Estamos
assistindo, e o termo infelizmente é este, a mais um episódio de
extrema irresponsabilidade e insensibilidade protagonizado pela
administração superior da UFMA, sintetizado na posição imperial e
intransigente do reitor Natalino Salgado em torno da questão da
moradia estudantil, que se arrasta desde o início de sua gestão.
Para ser mais preciso, a comunidade de estudantes acertou com a
administração que findava, após uma pressão com a ocupação da
reitoria por oito dias, o término das obras do prédio próximo ao
bairro do Sá Viana. Recursos previstos para 2007 por emenda
parlamentar na ordem de 5 milhões e liberados somente em dezembro,
quando já havia tomado posse a nova administração, contemplavam
com sobras a obra, cuja finalização estava orçada em cerca de 170
mil reais. Desde então, por mais incrível ou bizarro que pareça, a
obra nunca foi concluída, a reitoria sempre enrolando os estudantes
com evasivas, apesar das ações de pressão que envolveram novamente
a ocupação da reitoria.

Linhas do conjunto:
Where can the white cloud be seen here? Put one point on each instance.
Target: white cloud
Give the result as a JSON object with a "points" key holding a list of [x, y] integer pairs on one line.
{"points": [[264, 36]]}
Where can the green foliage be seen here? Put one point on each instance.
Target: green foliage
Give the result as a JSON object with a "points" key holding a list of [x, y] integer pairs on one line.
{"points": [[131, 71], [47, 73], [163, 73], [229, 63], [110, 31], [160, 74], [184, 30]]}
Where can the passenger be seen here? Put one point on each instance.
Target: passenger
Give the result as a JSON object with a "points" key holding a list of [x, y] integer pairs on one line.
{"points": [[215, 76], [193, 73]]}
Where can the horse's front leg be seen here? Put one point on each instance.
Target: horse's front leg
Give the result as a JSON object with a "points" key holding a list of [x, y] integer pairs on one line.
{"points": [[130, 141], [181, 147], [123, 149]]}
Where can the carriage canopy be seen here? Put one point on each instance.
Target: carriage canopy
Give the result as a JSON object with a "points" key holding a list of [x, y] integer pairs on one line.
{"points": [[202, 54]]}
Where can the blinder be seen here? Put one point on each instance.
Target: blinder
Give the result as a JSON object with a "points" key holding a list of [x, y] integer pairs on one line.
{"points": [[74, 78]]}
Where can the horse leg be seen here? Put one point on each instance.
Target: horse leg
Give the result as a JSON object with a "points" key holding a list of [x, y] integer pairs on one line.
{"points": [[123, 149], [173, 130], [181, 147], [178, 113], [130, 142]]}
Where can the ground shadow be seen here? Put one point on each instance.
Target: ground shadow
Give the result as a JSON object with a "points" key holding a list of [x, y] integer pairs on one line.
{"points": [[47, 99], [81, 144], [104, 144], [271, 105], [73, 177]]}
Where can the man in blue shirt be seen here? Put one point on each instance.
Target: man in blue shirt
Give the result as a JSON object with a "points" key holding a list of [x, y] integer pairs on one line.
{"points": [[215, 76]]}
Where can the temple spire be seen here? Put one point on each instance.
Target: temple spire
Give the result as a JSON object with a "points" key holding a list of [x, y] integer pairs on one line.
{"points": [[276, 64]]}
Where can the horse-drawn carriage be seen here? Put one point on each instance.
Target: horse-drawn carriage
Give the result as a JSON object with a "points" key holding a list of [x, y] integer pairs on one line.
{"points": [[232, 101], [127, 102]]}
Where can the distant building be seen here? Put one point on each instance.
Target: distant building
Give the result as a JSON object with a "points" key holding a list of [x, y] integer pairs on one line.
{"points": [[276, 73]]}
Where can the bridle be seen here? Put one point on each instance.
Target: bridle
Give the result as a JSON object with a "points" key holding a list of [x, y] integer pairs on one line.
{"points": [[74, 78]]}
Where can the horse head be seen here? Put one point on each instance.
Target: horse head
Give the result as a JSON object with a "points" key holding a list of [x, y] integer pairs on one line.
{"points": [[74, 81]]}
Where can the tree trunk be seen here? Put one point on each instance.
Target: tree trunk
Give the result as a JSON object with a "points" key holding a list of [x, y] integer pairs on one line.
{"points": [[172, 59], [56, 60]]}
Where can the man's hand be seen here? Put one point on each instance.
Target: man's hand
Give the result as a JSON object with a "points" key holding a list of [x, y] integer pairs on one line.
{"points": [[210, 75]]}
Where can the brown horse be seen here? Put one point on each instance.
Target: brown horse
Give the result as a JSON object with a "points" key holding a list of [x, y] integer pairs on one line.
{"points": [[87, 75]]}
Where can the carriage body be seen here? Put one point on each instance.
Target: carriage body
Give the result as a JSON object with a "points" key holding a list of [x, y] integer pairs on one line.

Exercícios:
1) No texto sobre a moradia estudantil da UFMA, quanto custaria terminar a obra do prédio?
2) Reproduza o trecho do texto sobre a moradia estudantil da UFMA que começa em "Para ser mais" e termina em "ocupação da reitoria.".
Os itens são um material à parte e não têm ligação com o texto.

Respostas:
1) Cerca de 170 mil reais.

2)
Para ser mais preciso, a comunidade de estudantes acertou com a
administração que findava, após uma pressão com a ocupação da
reitoria por oito dias, o término das obras do prédio próximo ao
bairro do Sá Viana. Recursos previstos para 2007 por emenda
parlamentar na ordem de 5 milhões e liberados somente em dezembro,
quando já havia tomado posse a nova administração, contemplavam
com sobras a obra, cuja finalização estava orçada em cerca de 170
mil reais. Desde então, por mais incrível ou bizarro que pareça, a
obra nunca foi concluída, a reitoria sempre enrolando os estudantes
com evasivas, apesar das ações de pressão que envolveram novamente
a ocupação da reitoria.